┌─ Available data

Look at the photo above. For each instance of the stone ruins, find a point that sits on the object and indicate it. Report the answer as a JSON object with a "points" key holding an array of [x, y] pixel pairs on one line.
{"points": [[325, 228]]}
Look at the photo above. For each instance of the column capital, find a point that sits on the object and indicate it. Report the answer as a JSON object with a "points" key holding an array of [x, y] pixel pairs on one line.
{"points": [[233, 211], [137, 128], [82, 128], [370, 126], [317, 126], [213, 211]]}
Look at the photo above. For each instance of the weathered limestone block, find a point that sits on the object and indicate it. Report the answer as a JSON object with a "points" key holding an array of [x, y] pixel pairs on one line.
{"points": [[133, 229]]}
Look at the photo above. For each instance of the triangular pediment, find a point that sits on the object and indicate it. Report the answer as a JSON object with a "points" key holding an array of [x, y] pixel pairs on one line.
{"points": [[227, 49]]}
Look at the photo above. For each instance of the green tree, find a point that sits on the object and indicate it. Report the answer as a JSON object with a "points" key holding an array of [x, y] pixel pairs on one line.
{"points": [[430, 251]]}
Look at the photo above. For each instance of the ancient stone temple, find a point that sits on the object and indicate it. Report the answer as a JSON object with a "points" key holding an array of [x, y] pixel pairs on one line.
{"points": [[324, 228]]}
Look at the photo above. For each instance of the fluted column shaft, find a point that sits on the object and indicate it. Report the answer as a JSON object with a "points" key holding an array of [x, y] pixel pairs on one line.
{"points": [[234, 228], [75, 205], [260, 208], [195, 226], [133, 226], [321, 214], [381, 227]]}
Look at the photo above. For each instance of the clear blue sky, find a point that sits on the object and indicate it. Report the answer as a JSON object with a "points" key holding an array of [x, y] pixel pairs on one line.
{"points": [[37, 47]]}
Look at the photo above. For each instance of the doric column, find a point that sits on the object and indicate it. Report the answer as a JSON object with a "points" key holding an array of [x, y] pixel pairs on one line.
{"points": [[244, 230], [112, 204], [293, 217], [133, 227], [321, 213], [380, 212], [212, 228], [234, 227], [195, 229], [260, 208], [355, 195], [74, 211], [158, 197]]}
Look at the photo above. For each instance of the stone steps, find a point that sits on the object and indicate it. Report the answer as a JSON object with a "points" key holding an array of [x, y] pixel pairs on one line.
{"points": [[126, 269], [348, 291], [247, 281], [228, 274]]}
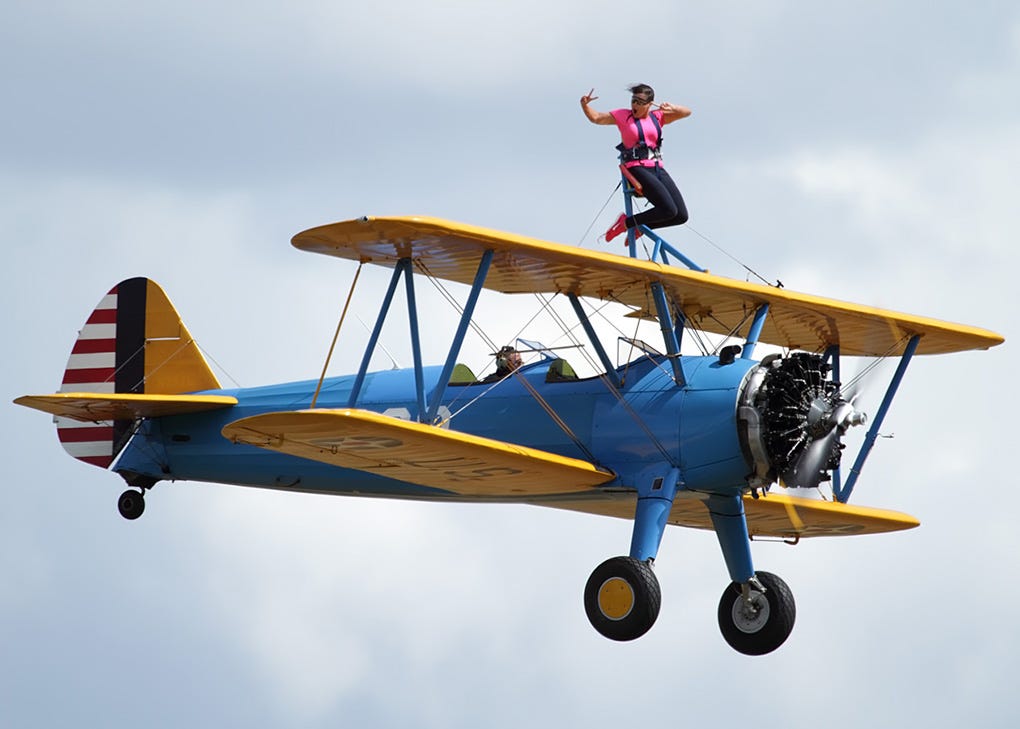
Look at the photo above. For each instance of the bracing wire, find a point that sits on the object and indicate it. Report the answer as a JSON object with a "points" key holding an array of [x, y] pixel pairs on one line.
{"points": [[336, 334]]}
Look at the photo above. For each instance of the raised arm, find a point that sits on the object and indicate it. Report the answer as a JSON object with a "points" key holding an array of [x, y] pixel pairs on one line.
{"points": [[672, 112], [596, 117]]}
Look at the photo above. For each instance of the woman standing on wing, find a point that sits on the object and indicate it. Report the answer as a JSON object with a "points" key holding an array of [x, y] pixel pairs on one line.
{"points": [[641, 129]]}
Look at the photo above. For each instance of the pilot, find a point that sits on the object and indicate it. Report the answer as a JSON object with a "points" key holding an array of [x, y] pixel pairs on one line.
{"points": [[507, 360], [641, 157]]}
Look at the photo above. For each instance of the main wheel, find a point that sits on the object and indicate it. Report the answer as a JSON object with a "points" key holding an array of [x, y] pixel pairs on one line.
{"points": [[761, 626], [622, 597], [131, 504]]}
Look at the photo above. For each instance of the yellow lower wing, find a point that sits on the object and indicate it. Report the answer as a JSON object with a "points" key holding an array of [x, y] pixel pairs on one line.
{"points": [[425, 455], [777, 515], [95, 407]]}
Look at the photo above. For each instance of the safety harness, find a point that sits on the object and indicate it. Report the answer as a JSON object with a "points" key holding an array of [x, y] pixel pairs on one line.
{"points": [[641, 150]]}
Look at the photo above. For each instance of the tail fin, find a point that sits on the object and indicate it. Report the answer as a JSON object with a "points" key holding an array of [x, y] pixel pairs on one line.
{"points": [[134, 342]]}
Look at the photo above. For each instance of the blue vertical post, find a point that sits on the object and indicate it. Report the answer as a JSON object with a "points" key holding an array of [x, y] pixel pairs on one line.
{"points": [[628, 209], [373, 339], [412, 315], [869, 439], [831, 357], [668, 333], [755, 332], [585, 323], [458, 339]]}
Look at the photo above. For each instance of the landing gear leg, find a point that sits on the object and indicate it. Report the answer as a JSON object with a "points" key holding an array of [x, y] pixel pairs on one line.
{"points": [[132, 504], [757, 611], [622, 597]]}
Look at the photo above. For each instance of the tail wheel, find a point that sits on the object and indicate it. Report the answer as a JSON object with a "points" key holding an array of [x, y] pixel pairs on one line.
{"points": [[622, 597], [131, 504], [761, 622]]}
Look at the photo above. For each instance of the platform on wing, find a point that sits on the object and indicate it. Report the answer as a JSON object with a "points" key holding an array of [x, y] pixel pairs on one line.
{"points": [[451, 251], [425, 455]]}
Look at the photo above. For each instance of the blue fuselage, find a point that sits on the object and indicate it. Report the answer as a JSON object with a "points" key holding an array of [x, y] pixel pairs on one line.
{"points": [[653, 420]]}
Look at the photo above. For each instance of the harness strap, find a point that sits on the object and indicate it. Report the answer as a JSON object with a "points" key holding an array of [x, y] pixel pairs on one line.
{"points": [[642, 150]]}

└─

- [About this task]
Set down every line above exactly, pictures excluded.

- [Exercise output]
Look at the photo above. For each instance of the stone ruins, find a point that sits on the object and indicate it. Report the answer as a JSON object with a "points" key holding an array of [x, y] pixel pairs on one line.
{"points": [[325, 228]]}
Look at the photo above. For each instance of the column capital, find a point that sits on the object and indicate it. Report the answer as a JSON object with a "points" key holding an array of [x, y] pixel pairs on one line.
{"points": [[233, 211], [137, 128], [82, 128], [370, 126], [317, 126], [213, 211]]}
Look at the photo above. For each instance of the weathered limestone block, find a point that sits on the object and indicate it. Report the answer as a JSON object with a "points" key holding an array of [x, y] pixel pairs on one line.
{"points": [[133, 229]]}
Look at the photo above. For each instance of the triangular pediment, find a point that sits on the object and indicate it. Report the answer as a JSON object with a "points" key holding an array of [x, y] pixel pairs on one line.
{"points": [[227, 49]]}
Look at the photo above. For each instance of the green tree, find a point that sits on the object and indicate it. Report the answer as a JSON object with a "points" key holding an array of [x, y] pixel pairs on one line.
{"points": [[430, 251]]}
Look at the photo above. For each instance of the ancient stone temple, find a point that sits on the object and indicate it. Report the answer as a JSON object with a "points" key holding an array of [x, y] pixel pairs on one line.
{"points": [[324, 228]]}
Look at the photo above. For each instance of the fluted column shaft, find a point that sits on the object and indicate it. Report the answer as a JSON object with a "points" key holding an array of [x, y] pixel pairs on one line.
{"points": [[234, 228], [75, 205], [260, 208], [195, 226], [133, 226], [321, 214], [381, 227]]}
Look at the photo above. For each instance of the clear blue sky, find a point that sits on the object and indicate it. Report the answer as a JSON object with a "points" key holding an array of [x, y] pixel pairs on one line.
{"points": [[37, 47]]}
Look at the photo above. For each instance of the doric column, find a point that sits on the object and indicate it. Report the answer as a JSON object with a "points" key holding an array of [x, y] pixel pairs on one line.
{"points": [[244, 230], [112, 204], [293, 217], [133, 227], [321, 213], [380, 212], [212, 228], [234, 227], [195, 229], [260, 208], [355, 195], [74, 211], [158, 197]]}
Look at the photo above. For each instance of the stone steps, find a point that sits on the object and indicate it. Report the answer as a JSON object with a "points" key holding an array of [x, y] pixel pairs on one line.
{"points": [[126, 269], [348, 291], [247, 281], [228, 274]]}
Look at the photo above. For each instance of the bracing wire, find a point that sits on the object and indicate it. Report the answer as a JSON object with a "points" key holding an array of [x, y] pixel pairs on one line.
{"points": [[336, 334]]}
Look at the photo above. For each instance of the raised arm, find a point that sits on the object and indicate it. Report the answer as a JSON object with a "points" key holding an array of [x, y] pixel pairs on one line.
{"points": [[672, 112], [596, 117]]}
Look at the photo above. For each instance of the woman standing on wing, find a point that sits on the object and indicate it. Report the answer as a JSON object with a "points" key holding an array of [x, y] pixel pairs on one line.
{"points": [[641, 129]]}
Look at the photo above. For each instance of the pilot, find a point that sits on the object and indicate it. Report the answer as a JSON object with a "points" key holding an array of [x, y] pixel pairs on one line.
{"points": [[507, 360], [641, 157]]}
Look at the photo above. For each instance of the main wheel, find a point that sits on the object and indicate it. Report the answer as a JSON object with a "points" key holding an array of [x, y] pixel pairs on one line.
{"points": [[761, 626], [622, 597], [131, 504]]}
Look at the photo above. For each instance of the yellow lower wing, find a point that sits on the object and indicate it. Report the answer as a JSON object with a "points" key holding an array of [x, y] pixel pairs on one line.
{"points": [[425, 455], [777, 515], [95, 407]]}
Look at the photo above. For each instance of the safety harness, find a point that sits on the object and indicate it. Report the answer as a JSON object with a "points" key holding an array of [x, y] pixel pairs on one line.
{"points": [[641, 150]]}
Look at the photo above. For each instance of the tail fin, find a point that sits on the object and indicate it. Report the answer as a JSON object with a "points" key holding an array of [x, y] pixel pairs on one line.
{"points": [[134, 342]]}
Look at the photo above. For each instance of the blue vertical post, find a point that sits on the object and indicate it. Report the answer as a JSON object with a "points" key holding an array of [x, y] pixel pairs on one line.
{"points": [[628, 209], [373, 339], [412, 315], [869, 439], [831, 357], [668, 333], [755, 332], [585, 323], [458, 339]]}
Look at the photo above. For each instance of the landing gear leg, find a point that sits on the object and indicate it. Report the answer as a JSON object with a "points" key holding an array of [x, y] pixel pairs on one line.
{"points": [[132, 504], [757, 611], [622, 597]]}
Look at the photo above. For each instance of the tail wheel, find a point that sits on the object and indicate it. Report the answer as a JSON object with a "points" key holding an array of [x, y] pixel pairs on one line.
{"points": [[622, 597], [131, 504], [761, 622]]}
Look at the photo above. For each instance of the platform on wing, find a point that sits on the object and indicate it. Report the answer as a JSON object with a "points" key holding an array of [x, y] pixel pairs on one line.
{"points": [[451, 251], [425, 455]]}
Look at the photo above. For each instance of the blue fuselage, find a point that sits on the object and indicate it. Report the answer as a JSON object with a "points" key holding an array of [x, y] pixel pairs on one line.
{"points": [[653, 420]]}
Look at the photo above. For each instance of the harness strap, find a point that sits on the object and indicate it. Report the answer as a JSON object with a "points" key holding an array of [x, y] pixel pairs on one line.
{"points": [[642, 150]]}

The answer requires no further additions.